Go through the data and copy each line where the word "sticker" shows up.

**** SUPPLIED DATA

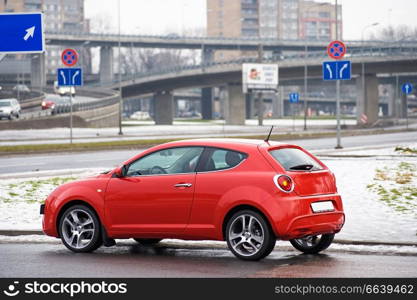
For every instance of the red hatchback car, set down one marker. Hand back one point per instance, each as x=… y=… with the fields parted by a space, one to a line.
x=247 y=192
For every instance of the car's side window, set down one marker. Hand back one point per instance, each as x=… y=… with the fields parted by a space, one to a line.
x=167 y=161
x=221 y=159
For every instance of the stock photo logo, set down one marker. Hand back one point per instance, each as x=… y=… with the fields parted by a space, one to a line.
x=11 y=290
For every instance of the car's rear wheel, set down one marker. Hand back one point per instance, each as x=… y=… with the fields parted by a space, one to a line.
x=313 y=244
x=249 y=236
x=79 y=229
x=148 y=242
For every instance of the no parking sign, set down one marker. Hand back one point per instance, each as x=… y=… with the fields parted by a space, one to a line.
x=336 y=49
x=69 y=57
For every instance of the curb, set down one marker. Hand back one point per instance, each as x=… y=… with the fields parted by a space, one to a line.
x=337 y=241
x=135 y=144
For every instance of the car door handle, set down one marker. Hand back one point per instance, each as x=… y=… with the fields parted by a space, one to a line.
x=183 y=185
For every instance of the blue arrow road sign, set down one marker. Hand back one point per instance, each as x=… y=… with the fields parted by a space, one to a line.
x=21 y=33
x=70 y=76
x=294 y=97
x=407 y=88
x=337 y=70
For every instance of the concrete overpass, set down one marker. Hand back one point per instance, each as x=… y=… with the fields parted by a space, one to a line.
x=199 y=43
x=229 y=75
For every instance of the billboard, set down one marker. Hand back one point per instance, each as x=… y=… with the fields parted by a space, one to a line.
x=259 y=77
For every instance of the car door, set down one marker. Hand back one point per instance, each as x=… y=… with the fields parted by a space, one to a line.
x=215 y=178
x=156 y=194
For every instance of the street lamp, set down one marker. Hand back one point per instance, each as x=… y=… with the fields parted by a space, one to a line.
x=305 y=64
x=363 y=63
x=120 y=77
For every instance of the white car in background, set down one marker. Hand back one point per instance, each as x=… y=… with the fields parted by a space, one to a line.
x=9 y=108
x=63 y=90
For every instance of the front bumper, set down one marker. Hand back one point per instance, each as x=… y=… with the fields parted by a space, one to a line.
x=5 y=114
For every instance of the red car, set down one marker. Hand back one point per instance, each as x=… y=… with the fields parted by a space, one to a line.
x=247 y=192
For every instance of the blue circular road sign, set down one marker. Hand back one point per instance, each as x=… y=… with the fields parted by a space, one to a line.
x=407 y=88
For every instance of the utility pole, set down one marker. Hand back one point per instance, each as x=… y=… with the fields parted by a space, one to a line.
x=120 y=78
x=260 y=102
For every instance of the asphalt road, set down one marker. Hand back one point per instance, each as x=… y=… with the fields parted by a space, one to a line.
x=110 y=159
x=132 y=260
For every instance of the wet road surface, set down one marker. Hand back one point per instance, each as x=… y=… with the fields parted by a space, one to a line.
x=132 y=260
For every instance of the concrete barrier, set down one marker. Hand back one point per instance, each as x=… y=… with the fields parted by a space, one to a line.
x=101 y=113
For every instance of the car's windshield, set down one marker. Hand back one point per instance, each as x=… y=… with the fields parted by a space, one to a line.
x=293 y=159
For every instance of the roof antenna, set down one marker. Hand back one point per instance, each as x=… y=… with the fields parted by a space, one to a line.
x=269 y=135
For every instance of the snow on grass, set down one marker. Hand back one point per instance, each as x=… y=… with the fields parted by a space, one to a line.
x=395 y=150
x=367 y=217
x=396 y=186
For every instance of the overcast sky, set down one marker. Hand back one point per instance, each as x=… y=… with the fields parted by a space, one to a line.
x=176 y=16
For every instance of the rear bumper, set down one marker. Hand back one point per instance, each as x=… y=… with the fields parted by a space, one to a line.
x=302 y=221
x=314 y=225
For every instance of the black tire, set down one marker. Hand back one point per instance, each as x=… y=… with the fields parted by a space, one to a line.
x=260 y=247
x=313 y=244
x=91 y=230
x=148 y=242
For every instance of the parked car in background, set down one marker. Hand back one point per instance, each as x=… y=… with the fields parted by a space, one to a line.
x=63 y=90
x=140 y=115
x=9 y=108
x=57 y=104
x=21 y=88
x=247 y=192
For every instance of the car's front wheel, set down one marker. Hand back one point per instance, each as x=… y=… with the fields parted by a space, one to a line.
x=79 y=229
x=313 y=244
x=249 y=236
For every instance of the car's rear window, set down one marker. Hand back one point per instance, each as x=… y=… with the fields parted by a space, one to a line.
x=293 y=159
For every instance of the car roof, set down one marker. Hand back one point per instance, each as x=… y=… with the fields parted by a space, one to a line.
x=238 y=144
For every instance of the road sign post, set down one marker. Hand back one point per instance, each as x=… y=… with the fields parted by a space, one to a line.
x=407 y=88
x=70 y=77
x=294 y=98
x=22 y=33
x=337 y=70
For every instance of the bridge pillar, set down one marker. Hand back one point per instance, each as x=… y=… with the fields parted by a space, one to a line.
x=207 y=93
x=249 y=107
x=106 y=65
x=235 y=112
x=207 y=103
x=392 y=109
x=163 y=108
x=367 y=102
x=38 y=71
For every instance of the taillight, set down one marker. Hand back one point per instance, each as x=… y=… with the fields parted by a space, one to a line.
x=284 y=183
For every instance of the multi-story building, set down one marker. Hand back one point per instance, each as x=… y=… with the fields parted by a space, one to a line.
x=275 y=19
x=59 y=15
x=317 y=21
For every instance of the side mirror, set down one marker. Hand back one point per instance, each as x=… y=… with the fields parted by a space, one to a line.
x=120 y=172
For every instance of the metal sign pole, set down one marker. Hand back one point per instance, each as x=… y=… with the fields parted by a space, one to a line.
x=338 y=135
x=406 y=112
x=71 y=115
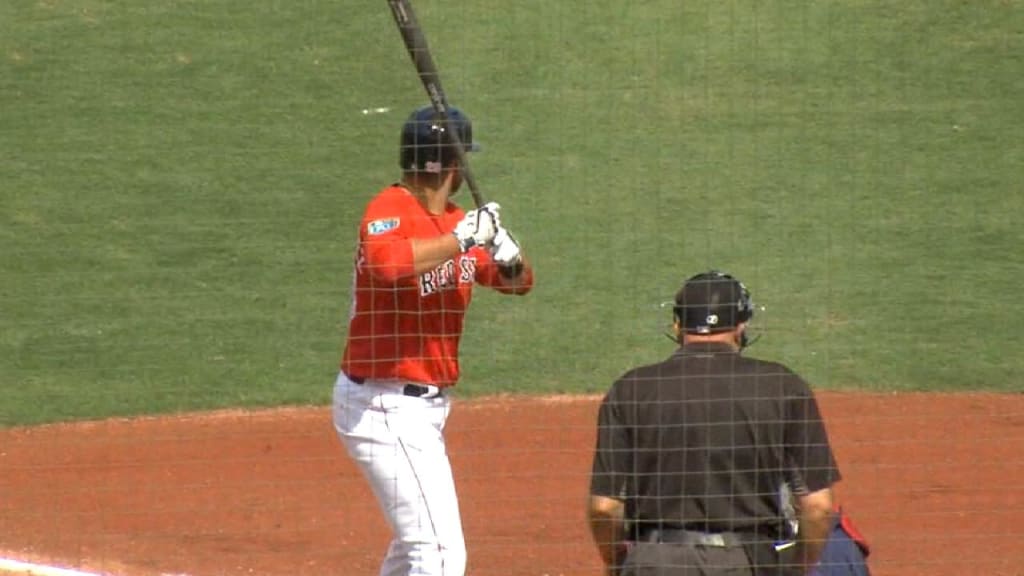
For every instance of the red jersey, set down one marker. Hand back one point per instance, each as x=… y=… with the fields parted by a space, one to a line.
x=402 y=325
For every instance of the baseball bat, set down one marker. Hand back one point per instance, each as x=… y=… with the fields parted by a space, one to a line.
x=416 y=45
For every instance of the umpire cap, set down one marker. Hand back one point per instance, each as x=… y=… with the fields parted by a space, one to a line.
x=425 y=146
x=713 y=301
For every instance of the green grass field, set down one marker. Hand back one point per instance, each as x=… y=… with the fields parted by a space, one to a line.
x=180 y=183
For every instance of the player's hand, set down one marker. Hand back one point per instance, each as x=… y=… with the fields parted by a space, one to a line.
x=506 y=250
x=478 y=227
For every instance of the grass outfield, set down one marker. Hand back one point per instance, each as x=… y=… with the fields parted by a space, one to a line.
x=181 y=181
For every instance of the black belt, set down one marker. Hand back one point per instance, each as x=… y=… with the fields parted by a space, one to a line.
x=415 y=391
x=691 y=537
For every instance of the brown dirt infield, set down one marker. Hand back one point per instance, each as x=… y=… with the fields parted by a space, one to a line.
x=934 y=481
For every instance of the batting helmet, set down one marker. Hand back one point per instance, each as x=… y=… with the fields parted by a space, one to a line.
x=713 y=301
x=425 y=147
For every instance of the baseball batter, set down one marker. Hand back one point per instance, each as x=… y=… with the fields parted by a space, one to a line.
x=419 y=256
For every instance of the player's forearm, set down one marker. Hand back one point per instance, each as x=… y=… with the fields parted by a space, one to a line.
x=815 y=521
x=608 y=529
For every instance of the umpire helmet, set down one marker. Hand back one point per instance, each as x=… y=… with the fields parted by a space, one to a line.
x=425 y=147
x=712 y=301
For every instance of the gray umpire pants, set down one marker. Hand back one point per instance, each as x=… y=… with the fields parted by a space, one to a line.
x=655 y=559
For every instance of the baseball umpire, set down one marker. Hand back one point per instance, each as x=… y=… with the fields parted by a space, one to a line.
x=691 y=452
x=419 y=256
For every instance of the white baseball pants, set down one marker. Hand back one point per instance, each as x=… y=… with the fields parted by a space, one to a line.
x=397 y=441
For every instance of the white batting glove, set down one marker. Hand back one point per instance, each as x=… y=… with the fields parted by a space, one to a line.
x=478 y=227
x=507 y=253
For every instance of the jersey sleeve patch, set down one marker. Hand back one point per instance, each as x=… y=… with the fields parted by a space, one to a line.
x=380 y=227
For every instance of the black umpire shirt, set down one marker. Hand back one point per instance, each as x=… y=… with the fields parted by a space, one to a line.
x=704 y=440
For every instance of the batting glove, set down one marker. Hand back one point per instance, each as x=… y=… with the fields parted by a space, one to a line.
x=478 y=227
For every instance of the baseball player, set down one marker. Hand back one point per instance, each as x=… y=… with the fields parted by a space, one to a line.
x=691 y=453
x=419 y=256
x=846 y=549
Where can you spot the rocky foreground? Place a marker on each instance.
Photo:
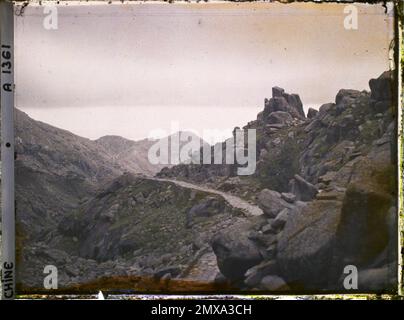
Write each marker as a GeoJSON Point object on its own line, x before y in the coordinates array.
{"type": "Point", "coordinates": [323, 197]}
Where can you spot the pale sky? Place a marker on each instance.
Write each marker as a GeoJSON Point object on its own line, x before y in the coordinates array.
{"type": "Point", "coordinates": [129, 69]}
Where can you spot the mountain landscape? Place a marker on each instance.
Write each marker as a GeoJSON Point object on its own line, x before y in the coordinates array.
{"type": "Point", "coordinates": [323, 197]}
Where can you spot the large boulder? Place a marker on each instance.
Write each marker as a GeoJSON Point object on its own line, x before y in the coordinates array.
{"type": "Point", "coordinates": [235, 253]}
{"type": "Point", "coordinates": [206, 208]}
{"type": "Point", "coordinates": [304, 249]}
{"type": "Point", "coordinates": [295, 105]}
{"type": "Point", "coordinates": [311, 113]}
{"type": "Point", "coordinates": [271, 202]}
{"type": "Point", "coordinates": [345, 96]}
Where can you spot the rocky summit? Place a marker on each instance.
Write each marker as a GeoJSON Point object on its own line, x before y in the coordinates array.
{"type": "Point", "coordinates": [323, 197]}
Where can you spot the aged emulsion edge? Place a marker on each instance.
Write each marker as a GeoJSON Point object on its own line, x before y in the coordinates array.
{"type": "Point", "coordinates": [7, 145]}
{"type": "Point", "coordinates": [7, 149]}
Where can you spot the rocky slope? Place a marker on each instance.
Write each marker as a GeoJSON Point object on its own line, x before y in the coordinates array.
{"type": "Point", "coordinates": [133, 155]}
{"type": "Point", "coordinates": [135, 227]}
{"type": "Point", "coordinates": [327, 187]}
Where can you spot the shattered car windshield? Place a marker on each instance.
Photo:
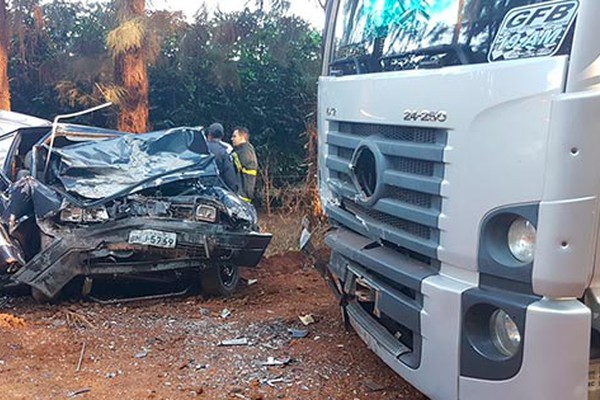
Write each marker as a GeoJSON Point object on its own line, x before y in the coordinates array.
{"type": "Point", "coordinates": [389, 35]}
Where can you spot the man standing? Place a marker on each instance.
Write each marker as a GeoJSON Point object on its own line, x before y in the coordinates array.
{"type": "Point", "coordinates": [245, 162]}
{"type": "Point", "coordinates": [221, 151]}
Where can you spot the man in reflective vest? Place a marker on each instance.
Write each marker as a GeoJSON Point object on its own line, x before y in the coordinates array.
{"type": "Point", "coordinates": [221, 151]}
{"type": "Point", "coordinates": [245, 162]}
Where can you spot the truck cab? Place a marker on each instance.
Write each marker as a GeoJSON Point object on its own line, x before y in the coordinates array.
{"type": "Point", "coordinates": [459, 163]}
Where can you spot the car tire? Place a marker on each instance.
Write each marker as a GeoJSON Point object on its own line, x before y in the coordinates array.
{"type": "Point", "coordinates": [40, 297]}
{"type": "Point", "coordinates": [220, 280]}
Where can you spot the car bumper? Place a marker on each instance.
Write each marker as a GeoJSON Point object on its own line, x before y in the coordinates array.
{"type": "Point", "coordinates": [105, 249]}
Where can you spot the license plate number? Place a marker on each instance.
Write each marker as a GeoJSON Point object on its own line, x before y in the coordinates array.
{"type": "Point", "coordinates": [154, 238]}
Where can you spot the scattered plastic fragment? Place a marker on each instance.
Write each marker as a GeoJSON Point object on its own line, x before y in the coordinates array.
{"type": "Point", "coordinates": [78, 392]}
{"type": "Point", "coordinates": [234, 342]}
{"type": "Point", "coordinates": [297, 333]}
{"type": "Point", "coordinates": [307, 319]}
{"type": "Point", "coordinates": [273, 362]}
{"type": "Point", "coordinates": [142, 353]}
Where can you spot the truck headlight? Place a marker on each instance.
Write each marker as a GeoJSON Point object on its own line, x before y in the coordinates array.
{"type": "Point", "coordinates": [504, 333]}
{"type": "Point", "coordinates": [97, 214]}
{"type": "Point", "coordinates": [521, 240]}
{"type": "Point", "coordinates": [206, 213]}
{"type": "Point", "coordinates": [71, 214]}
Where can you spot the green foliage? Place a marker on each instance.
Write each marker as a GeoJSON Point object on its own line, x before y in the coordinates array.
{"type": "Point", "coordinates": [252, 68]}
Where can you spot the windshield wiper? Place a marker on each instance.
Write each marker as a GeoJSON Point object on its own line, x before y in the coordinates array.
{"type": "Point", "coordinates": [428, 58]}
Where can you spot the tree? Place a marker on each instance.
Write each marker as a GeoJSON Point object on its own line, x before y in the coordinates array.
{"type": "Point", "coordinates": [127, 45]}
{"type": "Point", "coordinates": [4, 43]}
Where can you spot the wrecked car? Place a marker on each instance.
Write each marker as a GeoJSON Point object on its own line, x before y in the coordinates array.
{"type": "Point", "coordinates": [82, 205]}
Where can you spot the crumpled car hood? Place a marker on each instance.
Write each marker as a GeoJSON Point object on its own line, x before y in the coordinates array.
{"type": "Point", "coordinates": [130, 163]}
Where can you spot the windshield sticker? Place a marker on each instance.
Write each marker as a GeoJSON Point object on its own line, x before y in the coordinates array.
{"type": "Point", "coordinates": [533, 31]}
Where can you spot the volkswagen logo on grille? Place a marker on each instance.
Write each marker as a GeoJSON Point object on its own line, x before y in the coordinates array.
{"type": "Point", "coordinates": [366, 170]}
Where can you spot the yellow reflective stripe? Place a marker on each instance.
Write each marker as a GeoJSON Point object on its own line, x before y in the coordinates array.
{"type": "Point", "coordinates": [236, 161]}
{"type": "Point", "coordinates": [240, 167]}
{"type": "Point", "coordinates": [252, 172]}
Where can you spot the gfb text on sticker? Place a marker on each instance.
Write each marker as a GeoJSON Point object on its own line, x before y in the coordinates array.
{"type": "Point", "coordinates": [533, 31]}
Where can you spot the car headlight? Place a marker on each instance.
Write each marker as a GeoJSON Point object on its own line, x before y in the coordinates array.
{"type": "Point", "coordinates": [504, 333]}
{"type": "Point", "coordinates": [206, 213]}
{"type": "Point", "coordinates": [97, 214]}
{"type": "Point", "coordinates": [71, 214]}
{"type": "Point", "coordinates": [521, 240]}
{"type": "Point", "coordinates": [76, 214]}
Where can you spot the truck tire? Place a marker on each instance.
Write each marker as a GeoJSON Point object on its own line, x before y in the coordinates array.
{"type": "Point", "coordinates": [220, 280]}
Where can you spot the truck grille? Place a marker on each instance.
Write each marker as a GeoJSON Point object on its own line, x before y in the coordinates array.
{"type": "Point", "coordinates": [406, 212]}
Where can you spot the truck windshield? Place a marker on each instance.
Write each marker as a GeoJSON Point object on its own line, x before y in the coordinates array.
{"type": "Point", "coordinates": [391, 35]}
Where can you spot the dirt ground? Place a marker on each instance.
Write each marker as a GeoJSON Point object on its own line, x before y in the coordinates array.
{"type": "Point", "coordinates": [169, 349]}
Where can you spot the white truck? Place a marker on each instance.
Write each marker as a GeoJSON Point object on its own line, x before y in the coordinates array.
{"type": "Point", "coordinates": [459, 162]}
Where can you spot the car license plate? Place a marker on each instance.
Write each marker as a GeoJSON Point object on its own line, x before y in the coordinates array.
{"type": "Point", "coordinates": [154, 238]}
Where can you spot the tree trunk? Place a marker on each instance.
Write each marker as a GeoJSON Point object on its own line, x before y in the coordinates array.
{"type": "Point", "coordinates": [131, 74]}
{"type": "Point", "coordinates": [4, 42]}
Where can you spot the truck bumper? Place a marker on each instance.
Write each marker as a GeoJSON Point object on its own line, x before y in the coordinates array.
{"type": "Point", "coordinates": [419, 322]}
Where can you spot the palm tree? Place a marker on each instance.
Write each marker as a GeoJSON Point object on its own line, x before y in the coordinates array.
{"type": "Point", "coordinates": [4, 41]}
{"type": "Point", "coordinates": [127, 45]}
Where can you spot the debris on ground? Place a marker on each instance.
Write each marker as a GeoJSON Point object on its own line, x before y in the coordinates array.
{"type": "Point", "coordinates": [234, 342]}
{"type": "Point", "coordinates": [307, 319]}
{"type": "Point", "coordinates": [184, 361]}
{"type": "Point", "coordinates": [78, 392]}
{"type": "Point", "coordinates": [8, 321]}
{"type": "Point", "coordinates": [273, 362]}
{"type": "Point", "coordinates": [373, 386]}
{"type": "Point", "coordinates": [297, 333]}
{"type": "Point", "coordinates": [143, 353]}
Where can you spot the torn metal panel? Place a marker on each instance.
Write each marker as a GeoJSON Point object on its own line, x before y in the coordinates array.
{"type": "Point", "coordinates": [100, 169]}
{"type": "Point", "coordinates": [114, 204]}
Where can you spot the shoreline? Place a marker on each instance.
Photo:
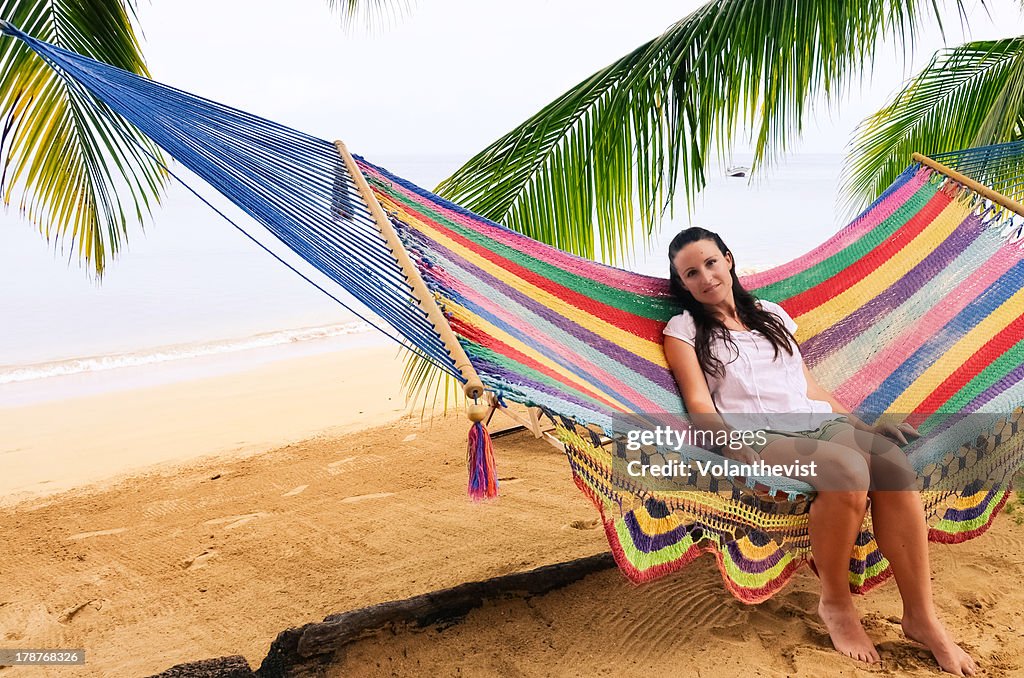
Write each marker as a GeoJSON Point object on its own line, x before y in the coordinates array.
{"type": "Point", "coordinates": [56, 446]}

********

COMPLETED TASK:
Where can you spot the windshield sticker? Place a marker on each instance.
Where can you spot the gfb text on sticker? Place a marker on each instance.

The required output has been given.